_Required actions_:
1. In the Happy Little 5K article below, on what dates will the 2021 virtual 5K take place?
2. According to the Happy Little 5K article below, what will each participant be shipped for the entry fee? List every one.

*** Opening Study text ***

Michigan’s Run for the Trees: Happy Little 5K Will Return in 2021
This year, the Michigan DNR saw overwhelming demand for the first edition of the Run for the Trees: Happy Little 5K. After announcing the event in October of 2019, the original cap of 1,00 participants was increased to 25,000 before registration opened in early 2020. This unique and fun virtual event celebrates beloved painter Bob Ross, while also helping raise money for planting trees in Michigan state parks.
2021’s virtual 5K will take place April 22-30. Just like this year the event coincides with Earth Day. For an entry fee of just $34, “Each participant will be shipped a Happy Little T-shirt, commemorative bib number and finisher’s medal. If you choose, we encourage you to wear your Happy Little T-shirt and commemorative bib while you’re completing your 5K. Be sure to proudly wear your medal after completion.” You can sign up for a reminder email now, and registration will open on December 1st.
The virtual 5K format is a perfect fit for our current circumstances with COVID-19. Participants are allowed to run, hike, or walk their 5K anywhere outdoors with a “you pick the pace and place” philosophy. Virtual 5Ks were gaining momentum before the pandemic, and now are popping up with even more frequency as runners seek a way to do races while following proper safety guidelines.

*** Closing Study text ***
*** Opening Provided data ***

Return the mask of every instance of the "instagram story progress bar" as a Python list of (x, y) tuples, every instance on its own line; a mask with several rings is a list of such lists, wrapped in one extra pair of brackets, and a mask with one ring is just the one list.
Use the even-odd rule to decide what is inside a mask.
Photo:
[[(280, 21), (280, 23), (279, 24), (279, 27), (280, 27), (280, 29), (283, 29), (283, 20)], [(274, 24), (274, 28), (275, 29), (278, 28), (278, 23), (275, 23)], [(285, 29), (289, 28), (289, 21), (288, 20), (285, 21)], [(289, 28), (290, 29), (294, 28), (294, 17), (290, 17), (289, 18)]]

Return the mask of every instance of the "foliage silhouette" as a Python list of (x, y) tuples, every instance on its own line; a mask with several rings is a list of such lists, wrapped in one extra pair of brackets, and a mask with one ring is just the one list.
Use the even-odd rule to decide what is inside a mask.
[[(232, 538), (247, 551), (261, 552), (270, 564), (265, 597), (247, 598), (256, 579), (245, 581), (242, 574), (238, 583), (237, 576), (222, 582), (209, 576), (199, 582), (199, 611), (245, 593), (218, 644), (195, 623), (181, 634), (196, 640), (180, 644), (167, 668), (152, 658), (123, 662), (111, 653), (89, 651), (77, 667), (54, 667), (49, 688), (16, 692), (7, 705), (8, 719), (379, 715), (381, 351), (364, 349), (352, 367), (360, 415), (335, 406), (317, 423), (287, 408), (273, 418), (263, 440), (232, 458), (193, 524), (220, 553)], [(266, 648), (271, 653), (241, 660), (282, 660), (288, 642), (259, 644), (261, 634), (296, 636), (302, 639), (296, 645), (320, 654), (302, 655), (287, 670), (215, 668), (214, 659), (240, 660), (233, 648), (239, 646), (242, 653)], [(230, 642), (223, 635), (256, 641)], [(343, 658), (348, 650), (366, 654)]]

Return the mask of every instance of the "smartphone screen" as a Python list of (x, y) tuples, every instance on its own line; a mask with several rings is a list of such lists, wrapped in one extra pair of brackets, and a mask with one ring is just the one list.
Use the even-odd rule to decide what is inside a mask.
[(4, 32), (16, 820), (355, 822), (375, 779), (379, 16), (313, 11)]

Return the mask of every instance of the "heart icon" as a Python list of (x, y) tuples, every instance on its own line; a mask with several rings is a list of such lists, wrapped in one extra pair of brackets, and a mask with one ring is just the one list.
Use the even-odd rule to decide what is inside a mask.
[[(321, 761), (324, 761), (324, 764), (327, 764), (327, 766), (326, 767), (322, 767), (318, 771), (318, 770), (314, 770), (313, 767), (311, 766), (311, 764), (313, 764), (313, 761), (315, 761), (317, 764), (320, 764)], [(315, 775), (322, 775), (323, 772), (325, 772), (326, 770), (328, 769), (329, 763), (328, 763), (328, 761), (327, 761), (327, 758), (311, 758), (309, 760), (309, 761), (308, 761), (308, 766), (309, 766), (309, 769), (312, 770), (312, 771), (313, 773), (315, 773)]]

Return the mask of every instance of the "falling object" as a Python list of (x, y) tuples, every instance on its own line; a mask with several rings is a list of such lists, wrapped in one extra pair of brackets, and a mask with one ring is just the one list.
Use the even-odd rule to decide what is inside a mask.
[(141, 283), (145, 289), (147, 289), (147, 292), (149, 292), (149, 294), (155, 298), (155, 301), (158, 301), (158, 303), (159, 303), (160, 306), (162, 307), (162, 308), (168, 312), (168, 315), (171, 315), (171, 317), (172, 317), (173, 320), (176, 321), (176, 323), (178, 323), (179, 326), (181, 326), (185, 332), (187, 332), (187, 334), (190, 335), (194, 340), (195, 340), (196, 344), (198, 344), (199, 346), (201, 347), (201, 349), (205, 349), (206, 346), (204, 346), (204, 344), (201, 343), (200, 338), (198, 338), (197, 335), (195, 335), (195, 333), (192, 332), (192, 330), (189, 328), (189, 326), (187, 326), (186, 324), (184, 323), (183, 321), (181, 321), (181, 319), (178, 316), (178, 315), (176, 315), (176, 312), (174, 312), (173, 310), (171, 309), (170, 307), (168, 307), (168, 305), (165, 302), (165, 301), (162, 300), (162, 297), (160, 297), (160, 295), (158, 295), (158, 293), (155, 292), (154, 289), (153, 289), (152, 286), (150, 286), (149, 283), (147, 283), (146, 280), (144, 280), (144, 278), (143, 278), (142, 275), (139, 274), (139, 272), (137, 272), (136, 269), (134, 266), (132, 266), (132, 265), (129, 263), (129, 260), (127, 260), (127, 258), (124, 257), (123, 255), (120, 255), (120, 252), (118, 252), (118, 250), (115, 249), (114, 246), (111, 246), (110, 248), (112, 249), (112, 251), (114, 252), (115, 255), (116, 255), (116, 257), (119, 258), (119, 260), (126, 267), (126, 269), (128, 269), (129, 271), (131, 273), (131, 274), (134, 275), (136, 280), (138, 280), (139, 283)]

*** Closing Provided data ***

_Answers by item number_:
1. April 22-30

2. A Happy Little T-shirt, a commemorative bib number, and a finisher's medal.